*** Given data Section Begins ***
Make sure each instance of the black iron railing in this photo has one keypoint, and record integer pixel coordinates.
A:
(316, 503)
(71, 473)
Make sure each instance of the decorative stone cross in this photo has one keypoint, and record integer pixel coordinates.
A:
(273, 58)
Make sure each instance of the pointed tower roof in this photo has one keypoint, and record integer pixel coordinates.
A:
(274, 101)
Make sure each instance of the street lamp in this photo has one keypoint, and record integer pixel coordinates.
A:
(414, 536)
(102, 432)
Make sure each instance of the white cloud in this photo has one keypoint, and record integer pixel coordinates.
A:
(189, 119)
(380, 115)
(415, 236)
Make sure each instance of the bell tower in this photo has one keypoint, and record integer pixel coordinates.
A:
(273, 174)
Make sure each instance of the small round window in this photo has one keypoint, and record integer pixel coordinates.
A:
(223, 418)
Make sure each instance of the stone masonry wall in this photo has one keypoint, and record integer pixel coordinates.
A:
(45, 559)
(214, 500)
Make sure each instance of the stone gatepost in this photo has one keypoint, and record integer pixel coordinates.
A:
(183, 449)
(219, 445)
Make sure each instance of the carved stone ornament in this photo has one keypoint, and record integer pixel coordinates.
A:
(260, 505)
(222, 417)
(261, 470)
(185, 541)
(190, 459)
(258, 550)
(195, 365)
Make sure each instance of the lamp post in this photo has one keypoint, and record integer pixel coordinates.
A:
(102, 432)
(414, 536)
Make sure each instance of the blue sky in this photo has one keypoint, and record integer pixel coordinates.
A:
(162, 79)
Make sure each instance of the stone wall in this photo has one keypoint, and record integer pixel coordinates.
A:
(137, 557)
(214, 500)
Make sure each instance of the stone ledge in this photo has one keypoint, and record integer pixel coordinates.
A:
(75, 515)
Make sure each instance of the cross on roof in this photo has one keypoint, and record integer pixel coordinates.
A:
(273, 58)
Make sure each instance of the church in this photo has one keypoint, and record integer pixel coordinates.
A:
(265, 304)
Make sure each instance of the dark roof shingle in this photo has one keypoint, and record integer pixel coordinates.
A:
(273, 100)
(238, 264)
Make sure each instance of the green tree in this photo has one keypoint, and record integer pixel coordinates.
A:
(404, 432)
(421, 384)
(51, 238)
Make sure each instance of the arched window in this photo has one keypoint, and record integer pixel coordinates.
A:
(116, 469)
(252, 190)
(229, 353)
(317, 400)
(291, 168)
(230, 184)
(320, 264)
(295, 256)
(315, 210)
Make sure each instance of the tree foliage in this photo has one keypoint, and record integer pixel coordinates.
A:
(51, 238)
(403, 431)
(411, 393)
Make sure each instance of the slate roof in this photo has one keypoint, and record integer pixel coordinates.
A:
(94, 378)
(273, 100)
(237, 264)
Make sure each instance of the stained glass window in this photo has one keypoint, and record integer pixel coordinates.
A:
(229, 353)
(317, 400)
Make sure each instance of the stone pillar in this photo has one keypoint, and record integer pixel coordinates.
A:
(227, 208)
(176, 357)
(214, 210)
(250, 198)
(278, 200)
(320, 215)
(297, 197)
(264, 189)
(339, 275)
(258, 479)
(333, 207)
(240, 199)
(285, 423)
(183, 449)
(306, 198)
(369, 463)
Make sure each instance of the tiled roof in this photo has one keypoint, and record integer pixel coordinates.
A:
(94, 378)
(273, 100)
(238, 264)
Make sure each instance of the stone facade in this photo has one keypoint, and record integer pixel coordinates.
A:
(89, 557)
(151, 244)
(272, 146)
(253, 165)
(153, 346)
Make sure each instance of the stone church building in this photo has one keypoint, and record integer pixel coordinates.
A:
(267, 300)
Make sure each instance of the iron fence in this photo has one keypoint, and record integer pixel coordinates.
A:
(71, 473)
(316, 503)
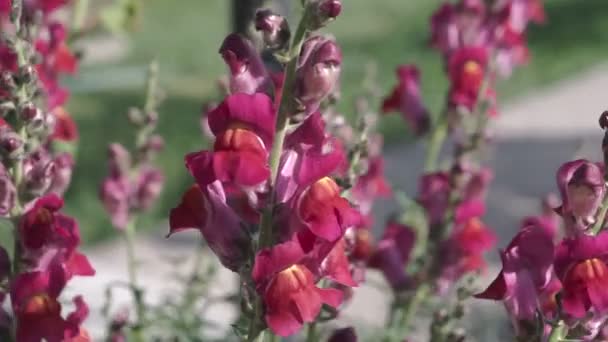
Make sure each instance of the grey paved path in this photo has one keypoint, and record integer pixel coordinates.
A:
(535, 135)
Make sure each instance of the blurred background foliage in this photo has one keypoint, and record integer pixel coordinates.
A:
(184, 37)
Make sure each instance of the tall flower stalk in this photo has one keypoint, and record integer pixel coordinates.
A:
(35, 133)
(132, 187)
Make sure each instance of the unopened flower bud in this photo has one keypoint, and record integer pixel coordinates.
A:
(10, 143)
(274, 28)
(151, 118)
(604, 120)
(119, 159)
(343, 335)
(39, 173)
(149, 186)
(27, 74)
(247, 71)
(29, 112)
(156, 143)
(321, 61)
(64, 165)
(135, 116)
(325, 12)
(8, 82)
(330, 8)
(8, 193)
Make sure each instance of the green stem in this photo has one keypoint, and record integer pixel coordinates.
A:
(558, 332)
(129, 235)
(311, 332)
(600, 219)
(412, 307)
(438, 136)
(284, 110)
(79, 15)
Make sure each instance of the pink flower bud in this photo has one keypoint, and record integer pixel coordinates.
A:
(149, 185)
(8, 193)
(119, 159)
(325, 11)
(318, 72)
(330, 8)
(582, 187)
(39, 170)
(274, 28)
(247, 71)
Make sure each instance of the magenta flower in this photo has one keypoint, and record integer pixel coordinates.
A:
*** Given data Section Ends ***
** Prompt **
Line by line and exactly, write out the material above. Skip the pictures.

** Written response **
Make sure each instance of the black iron railing in this photo has one keypoint, and record integer pixel coordinates.
A:
(316, 503)
(71, 473)
Make sure each instance of the decorative stone cross in this photo has one keypoint, and record integer pixel coordinates.
A:
(273, 58)
Make sure each instance of the pointed tower roof in this photo has one keypoint, and record integer pixel coordinates.
A:
(274, 101)
Make sure each instance of the street lamp in this photo has one keypoint, and record integer pixel coordinates.
A:
(414, 536)
(102, 432)
Make sure each instance of the white cloud in this photo has one keypoint, and record integer pixel coordinates.
A:
(189, 119)
(380, 115)
(415, 236)
Make sure each instance of the bell tower in this photo has one keypoint, and record integer pixel coordinates.
A:
(273, 174)
Make sure each instance of the small round window in this photo has one keypoint, and record integer pixel coordinates.
A:
(223, 418)
Make sure each instance of the stone masonry wall in this photo has one keypoint, and record integer pixel coordinates.
A:
(45, 559)
(214, 500)
Make sure each instance of the stone gatepost in this photo has one keypoint, and record integer pixel coordinates.
A:
(183, 449)
(219, 445)
Make sure each instance of the carved stone ornament in this photo has one keypoint, and record integer pixel coordinates.
A:
(260, 505)
(222, 417)
(261, 470)
(185, 541)
(190, 459)
(258, 550)
(195, 365)
Make sure each instance of the lamp post in this photo has one keypoint, and record integer pixel coordinates.
A:
(102, 432)
(414, 536)
Make sure each instance of the blue sky in this photo has one keypoint, and record integer pixel coordinates.
A:
(162, 79)
Make sure each instance of the stone wall in this photo has one keypoint, and record integer pixel coordinates.
A:
(137, 557)
(214, 500)
Make sure each instance of the stone ledge in this photo has one keypoint, and record integer pixel coordinates.
A:
(75, 515)
Make sure each instance of the cross on roof in this photo has one keypoint, and record integer pixel coordinates.
A:
(273, 58)
Make sure each instance of the church in this photo has one keypoint, and record integer pixel coordinates.
A:
(265, 304)
Make sure each instance of the dark roof shingle in this photo has one keypoint, and record integer pixel coordinates.
A:
(273, 100)
(238, 264)
Make sure each instance of the green tree in this photo has one keypoint, and record integer pixel coordinates.
A:
(404, 432)
(421, 384)
(51, 238)
Make sure each instance of the arched window in this photo has one keypoint, and record integer pixel coordinates.
A:
(116, 469)
(252, 190)
(229, 353)
(317, 400)
(291, 168)
(230, 184)
(320, 264)
(295, 256)
(315, 210)
Make sure each instance of the tree foliage in this photo has one keypoint, and record integer pixel coordinates.
A:
(51, 238)
(403, 431)
(411, 393)
Make sure each instance of the slate roof in this photo has one keypoint, and record integer pixel coordinates.
A:
(94, 378)
(273, 100)
(237, 264)
Make sure each instance of the stained glass window in this photo has one keypoint, and record integer pixel coordinates.
A:
(229, 353)
(317, 400)
Make sure each instance of the stone pillar in this photo has one keypoint, and record integer pixel coordinates.
A:
(227, 208)
(176, 357)
(214, 210)
(250, 198)
(278, 200)
(320, 215)
(297, 197)
(264, 189)
(339, 275)
(258, 479)
(333, 207)
(240, 199)
(285, 423)
(183, 449)
(306, 198)
(369, 463)
Make sure each instance of the tiled roof in this photo has one keypoint, and record integer pixel coordinates.
A:
(94, 378)
(273, 100)
(238, 264)
Make sure each instance of the stone facade in this photo has one keypoint, and record integer pixel coordinates.
A:
(89, 557)
(151, 244)
(272, 146)
(253, 165)
(153, 346)
Make sure each instance of the stone church building in this photo has one keypoint, and record integer pixel coordinates.
A:
(267, 300)
Make sure each instance of the iron fence in this photo has one keypoint, and record integer pixel coordinates.
A:
(71, 473)
(316, 503)
Make sure each instance of the grey paved path in this photo has one keypoint, and record integer pixel coordinates.
A:
(535, 135)
Make sure each instance of the blurred background foliage in this photo has one keypoint, and record integer pixel coordinates.
A:
(184, 37)
Make sure each instance of the tall flower stalk in this photo has one keypoint, and record integer pixel coordinates.
A:
(35, 133)
(132, 187)
Make sure each instance of the unopened flower bud in this photo has one keypoint, and record integer pixel coordinates.
A:
(10, 143)
(274, 28)
(151, 118)
(604, 120)
(119, 159)
(343, 335)
(39, 173)
(149, 186)
(27, 74)
(247, 71)
(29, 112)
(156, 143)
(321, 61)
(64, 165)
(135, 116)
(325, 12)
(8, 82)
(330, 8)
(8, 193)
Make sure each instance of the green stem in this photo has one keypoint, and record integer pixel coordinates.
A:
(558, 332)
(129, 235)
(311, 332)
(600, 219)
(412, 307)
(438, 136)
(284, 110)
(79, 15)
Make sure each instance of the pink flower bud in this photo has one keypoint, and record integer pixel coordinates.
A:
(149, 185)
(8, 193)
(119, 159)
(325, 11)
(318, 72)
(330, 8)
(582, 187)
(39, 170)
(274, 28)
(247, 71)
Make sure each instance of the magenta flower in this photo has one keypoint, and record integer pixel coordinates.
A:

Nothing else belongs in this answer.